begin Records supplied

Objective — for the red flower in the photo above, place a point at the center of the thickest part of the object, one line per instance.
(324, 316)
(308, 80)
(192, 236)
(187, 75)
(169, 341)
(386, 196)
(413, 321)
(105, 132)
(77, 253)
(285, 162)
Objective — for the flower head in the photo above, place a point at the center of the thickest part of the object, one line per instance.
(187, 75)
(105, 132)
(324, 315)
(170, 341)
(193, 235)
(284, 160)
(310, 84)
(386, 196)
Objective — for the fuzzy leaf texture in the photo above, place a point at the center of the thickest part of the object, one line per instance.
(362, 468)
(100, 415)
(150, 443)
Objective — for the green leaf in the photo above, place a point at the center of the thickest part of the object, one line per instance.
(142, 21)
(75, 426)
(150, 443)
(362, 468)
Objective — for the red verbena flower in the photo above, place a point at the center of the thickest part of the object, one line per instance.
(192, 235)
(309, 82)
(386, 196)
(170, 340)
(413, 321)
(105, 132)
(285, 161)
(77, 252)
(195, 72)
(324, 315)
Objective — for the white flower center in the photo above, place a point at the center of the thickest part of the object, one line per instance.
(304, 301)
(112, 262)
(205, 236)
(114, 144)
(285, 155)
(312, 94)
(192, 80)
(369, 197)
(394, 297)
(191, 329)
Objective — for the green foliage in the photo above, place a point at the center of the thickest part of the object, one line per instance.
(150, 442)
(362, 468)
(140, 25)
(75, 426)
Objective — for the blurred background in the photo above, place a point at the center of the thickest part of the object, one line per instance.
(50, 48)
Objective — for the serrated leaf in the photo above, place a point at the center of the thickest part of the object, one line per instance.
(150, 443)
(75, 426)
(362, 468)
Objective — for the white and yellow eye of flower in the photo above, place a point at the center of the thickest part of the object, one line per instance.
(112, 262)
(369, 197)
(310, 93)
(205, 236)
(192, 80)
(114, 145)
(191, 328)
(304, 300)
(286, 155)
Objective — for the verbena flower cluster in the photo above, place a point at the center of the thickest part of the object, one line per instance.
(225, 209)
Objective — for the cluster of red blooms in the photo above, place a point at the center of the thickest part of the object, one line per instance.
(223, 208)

end Records supplied

▶ **Short exercise**: Please copy the records again, starting at the line that contains "Objective — for the white flower" and running through the end of the records, requests included, and raise every coordinate in the answers by 91.

▶ **Finished answer**:
Objective — for the white flower center in the photo above, place a point at the center of the thickest part of the object, one line per instance.
(395, 392)
(203, 353)
(296, 327)
(205, 235)
(376, 246)
(403, 185)
(283, 171)
(460, 288)
(485, 388)
(282, 420)
Objective — for the green foliage in the photo above, place a point at the center of the thickest part of the object, one line per instance.
(241, 533)
(453, 559)
(231, 116)
(166, 517)
Objective — for the blurred background in the photo above, place a point at the center of the thickest part of the object, one line per instance.
(141, 139)
Objective — for the serrated leaf in the photo above, place a point at the center of the thickest part of the object, one line per instance.
(241, 534)
(166, 517)
(453, 559)
Objective — for the white and yellow eye of flower in the photo above, place a point at the center of the thickest part of the object, one line per instance.
(203, 353)
(460, 288)
(401, 184)
(296, 327)
(283, 171)
(205, 236)
(282, 419)
(395, 391)
(377, 246)
Objective — for the verbena flower cluster in the photo above, place a point at the center of the thickest part of the object, one line per instance.
(316, 300)
Objective — for the cluster of red blooms in the photo above, place a point at the center of the thickest part of the object, one line per instance.
(314, 299)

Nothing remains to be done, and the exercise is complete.